**DOCUMENT SECTION:**
··········

Executive Director
In a post-industrial landscape, it is important to restore natural environments to healthy condition and encourage public visitation. The Conemaugh Valley Conservancy (CVC) has been promoting habitat restoration and outdoor recreation since 1994. Construction and maintenance of hiking and cycling trails provides the public with attractive opportunities to enjoy our rejuvenated environment. In addition, CVC organizes an annual triathlon as well as a four-day canoe and kayak river sojourn on the Conemaugh River, through magnificent gorges.
In 2022, I joined CVC as Executive Director to continue good work across a broad landscape. The Conemaugh watershed includes 1,887 square miles across five counties. The basin stretches about 150 river miles from headwaters east and south of Johnstown, PA, then down-river through Blairsville and Saltsburg to where the Kiskiminetas river joins the Allegheny. The river winds through the landmark 1,650-foot deep Conemaugh Gorge.
The legacy of intense development of coal mines and steel mills left this region deeply scarred and polluted. Dedicated and wise mitigation efforts by several organizations have revitalized once-dead rivers to become healthy assets. Volunteers under CVC guidance monitor more than 250 sites where abandoned mine discharge threatens a watercourse.
See the excellent documentary, A River Reborn, created by Foundations for Pennsylvania Watersheds to learn the story of one of the great successes of environmental rehabilitation.
For more information about CVC, visit our website.
I began my career as a behavioral ecologist and sociobiologist. My early work included reproductive behavior, kin recognition, and nest construction in wasps (and one bee paper), with nest construction and architecture becoming a major avenue of research. With my students at Ohio State, I published also on spider webs, photic behavior in fireflies, case construction and evolution of feeding behavior in small moths, and swarming in locusts. Upon arriving at Carnegie Museum, I began to publish on forest community ecology. Throughout this time, I developed a strong and separate thread of phylogenetic research.
My studies of the evolution of nest design in social wasps required an understanding of taxonomy and systematics (formal nomenclature and grouping of species) and phylogenetic perspectives (the distribution and transformation of biological characters across species, genera, and higher groups.) I was one of a few leaders who formalized the use of behavioral or ecological characters in computerized phylogenetic analyses. My lab published widely on wasps, ants, beetles, moths, locusts, damselflies, and spiders, including ecological studies. We also published some influential methodological and commentary papers regarding phylogenetic methods.

··········

**PROVIDED DATA:**

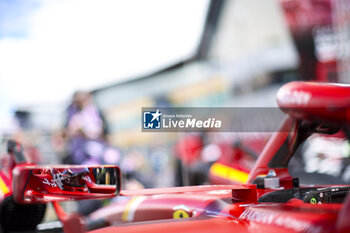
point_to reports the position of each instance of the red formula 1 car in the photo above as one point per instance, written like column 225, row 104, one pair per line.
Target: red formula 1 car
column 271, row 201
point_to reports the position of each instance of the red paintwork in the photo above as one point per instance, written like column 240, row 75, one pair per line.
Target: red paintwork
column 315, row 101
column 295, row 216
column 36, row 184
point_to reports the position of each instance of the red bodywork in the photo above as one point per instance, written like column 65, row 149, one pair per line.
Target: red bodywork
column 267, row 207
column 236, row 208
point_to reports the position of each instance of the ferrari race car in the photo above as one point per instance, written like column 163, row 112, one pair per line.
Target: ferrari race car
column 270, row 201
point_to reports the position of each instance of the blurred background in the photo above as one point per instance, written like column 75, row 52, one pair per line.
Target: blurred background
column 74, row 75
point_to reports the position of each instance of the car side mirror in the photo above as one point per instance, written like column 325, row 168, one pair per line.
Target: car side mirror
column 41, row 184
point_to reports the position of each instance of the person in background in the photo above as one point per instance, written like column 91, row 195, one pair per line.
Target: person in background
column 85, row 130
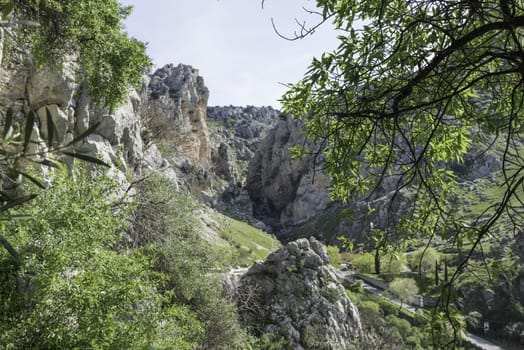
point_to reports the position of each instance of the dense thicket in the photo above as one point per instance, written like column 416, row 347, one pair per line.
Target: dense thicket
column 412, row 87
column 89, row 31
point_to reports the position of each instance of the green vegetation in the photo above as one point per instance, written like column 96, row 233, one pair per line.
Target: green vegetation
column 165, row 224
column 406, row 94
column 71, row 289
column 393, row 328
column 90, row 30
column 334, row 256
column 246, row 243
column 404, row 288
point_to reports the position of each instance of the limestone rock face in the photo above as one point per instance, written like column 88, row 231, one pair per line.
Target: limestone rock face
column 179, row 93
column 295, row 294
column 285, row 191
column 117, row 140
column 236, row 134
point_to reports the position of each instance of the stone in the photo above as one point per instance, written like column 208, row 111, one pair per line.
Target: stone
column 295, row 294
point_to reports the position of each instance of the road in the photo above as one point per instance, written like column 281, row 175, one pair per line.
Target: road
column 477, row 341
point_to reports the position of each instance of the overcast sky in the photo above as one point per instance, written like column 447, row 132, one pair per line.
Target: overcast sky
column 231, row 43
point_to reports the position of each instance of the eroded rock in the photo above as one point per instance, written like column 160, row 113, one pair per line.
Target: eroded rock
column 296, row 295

··········

Rewrite the Conemaugh Valley Conservancy text starting at "The legacy of" and ending at "of environmental rehabilitation.", with "Volunteers" replaced by "Members".

The legacy of intense development of coal mines and steel mills left this region deeply scarred and polluted. Dedicated and wise mitigation efforts by several organizations have revitalized once-dead rivers to become healthy assets. Members under CVC guidance monitor more than 250 sites where abandoned mine discharge threatens a watercourse.
See the excellent documentary, A River Reborn, created by Foundations for Pennsylvania Watersheds to learn the story of one of the great successes of environmental rehabilitation.